• [Penggalan Dokumen]:

____

Hidayatullah.com | SAYA merupakan anak ketiga dari (tiga bersudara). Saya lahir pada 10 November 2000 di Serui Papua.
Saya lahir dari keluarga menengah ke atas. Kedua orang tua saya adalah petani sukses di daerah tempat tinggalku.
Sejak kecil saya senang dan tertarik dengan dunia mekanik. Hal ini membuat saya rela meluangkan kan waktu belajar keahlian ini.
Sesudah pulang dari sekolah, saya langsung mampir di bengkel tempat om saya bekerja, untuk sekedar melihat bagaimana cara membongkar mesin-mesin kendaraan.
Ayah saya yang merupakan petani sukses selalu memarahi saya dan mengkritik bahwa dunia mekanik itu tidak baik. “Nak, kamu hanya akan mendapati orang-orang selalu berhutang kepadamu,” katanya.
Kritik itu tidak memberhentikan kecintaanku untuk terus belajar di dunia mekanik. Keadaan ini terus berlanjut sampai akhirnya saya telah lulus SMP.
Selepas SMP, saya melanjutkan pendidikan Sekolah Menengah Kejuruan (SMK), di kota yang sama. Di tempat baru ini, saya masuk dalam bidang akuntansi, jurusan paling tua di sekolah itu.
Awal mula saya mulai belajar menegenai hitung-menghitung biasa. Lama-lama menghitung jumlah nominal uang perusahaan.
Sebenarnya sempat juga bertanya-tanya, mengapa saya bisa terjerumus di tempat ini? Bukannya saya hobi dengan mekanik?
Seusah tiga tahun, tepatnya di tahun 2019 saya akhirnya bisa berhasil lulus dengan menyandang predikat di bidang kejuruan akuntansi. Tanpa berfikir panjang saya memutuskan untuk berencana mengistirahatkan fikiran (otak) dengan cara mengabdikan diri untuk tinggal di sebuah Pondok Pesantren Hidatullah di Serui.
Dengan berlatar belakang pendidikan mekanik dan akuntansi, lagi-lagi memberiku ingatan tiga tahun lalu. Mengapa saya tidak fokus pada latar belakang pendidikan dan keahlian yang saya miliki?

____

• [Bagian Data]:
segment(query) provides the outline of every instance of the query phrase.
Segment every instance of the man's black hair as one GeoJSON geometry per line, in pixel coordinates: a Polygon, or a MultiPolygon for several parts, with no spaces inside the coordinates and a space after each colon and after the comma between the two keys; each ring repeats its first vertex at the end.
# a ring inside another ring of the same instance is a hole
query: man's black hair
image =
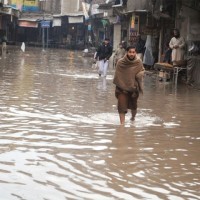
{"type": "Polygon", "coordinates": [[[135,49],[135,50],[136,50],[136,47],[135,47],[135,46],[128,46],[128,47],[126,48],[126,51],[129,51],[130,49],[135,49]]]}

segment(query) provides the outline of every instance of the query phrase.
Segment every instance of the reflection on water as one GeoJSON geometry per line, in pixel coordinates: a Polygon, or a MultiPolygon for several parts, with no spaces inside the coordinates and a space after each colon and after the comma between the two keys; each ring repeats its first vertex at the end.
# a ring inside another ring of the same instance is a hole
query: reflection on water
{"type": "Polygon", "coordinates": [[[199,199],[199,92],[146,76],[123,127],[113,73],[80,52],[1,58],[2,200],[199,199]]]}

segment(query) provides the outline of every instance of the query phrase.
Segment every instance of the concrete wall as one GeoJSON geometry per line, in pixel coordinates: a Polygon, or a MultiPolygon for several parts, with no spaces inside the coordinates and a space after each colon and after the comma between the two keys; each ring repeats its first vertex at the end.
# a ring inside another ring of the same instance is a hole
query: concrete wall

____

• [Petunjuk Tugas]:
(1) Kutip setiap kalimat dalam penggalan dokumen yang diakhiri tanda tanya.
(2) Tentukan apakah tiap pernyataan berikut sesuai dengan penggalan dokumen, lalu sertakan kutipan penentunya: (a) Penulis lahir di Serui, Papua. (b) Ayah penulis mendukung minat penulis pada dunia mekanik. (c) Penulis melanjutkan ke SMK di kota yang berbeda.

• [Jawaban]:
(1)
1. "Sebenarnya sempat juga bertanya-tanya, mengapa saya bisa terjerumus di tempat ini?"
2. "Bukannya saya hobi dengan mekanik?"
3. "Mengapa saya tidak fokus pada latar belakang pendidikan dan keahlian yang saya miliki?"

(2)
(a) Ya: "Saya lahir pada 10 November 2000 di Serui Papua."
(b) Tidak: "Ayah saya yang merupakan petani sukses selalu memarahi saya dan mengkritik bahwa dunia mekanik itu tidak baik."
(c) Tidak: "Selepas SMP, saya melanjutkan pendidikan Sekolah Menengah Kejuruan (SMK), di kota yang sama."